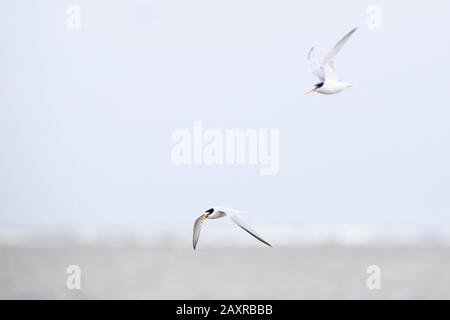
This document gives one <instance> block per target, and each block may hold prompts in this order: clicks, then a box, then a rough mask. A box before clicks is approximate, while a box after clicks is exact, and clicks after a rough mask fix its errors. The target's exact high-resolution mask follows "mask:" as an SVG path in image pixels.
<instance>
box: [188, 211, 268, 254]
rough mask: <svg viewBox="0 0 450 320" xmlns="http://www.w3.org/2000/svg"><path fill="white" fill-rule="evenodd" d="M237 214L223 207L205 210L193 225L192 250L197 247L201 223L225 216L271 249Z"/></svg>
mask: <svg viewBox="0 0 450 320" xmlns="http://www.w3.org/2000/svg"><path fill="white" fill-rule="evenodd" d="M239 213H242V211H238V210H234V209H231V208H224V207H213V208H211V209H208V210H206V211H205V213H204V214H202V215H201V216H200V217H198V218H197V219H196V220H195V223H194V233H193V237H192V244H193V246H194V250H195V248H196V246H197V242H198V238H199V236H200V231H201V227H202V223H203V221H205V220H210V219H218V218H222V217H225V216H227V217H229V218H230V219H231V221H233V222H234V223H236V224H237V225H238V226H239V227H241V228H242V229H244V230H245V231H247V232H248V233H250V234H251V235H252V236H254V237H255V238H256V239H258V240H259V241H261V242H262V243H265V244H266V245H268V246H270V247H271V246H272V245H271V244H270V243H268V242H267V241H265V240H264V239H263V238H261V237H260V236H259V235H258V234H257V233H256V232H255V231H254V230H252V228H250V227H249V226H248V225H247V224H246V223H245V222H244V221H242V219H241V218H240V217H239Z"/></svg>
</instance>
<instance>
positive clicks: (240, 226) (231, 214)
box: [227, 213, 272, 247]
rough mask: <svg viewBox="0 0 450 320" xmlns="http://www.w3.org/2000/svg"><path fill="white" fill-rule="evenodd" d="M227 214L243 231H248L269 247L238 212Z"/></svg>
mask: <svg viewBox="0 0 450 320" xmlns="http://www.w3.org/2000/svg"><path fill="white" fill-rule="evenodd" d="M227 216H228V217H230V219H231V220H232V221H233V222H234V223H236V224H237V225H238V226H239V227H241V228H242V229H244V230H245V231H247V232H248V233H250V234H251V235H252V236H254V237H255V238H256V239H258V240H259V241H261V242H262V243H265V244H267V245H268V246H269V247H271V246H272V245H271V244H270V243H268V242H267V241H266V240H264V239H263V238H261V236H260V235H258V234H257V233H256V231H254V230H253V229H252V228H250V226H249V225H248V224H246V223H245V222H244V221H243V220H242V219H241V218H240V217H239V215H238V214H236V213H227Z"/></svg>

....................

EXERCISE OBJECTIVE
Count the lines of the data that contain the string "clicks", and reply with that number alone.

ANSWER TO THIS EXERCISE
2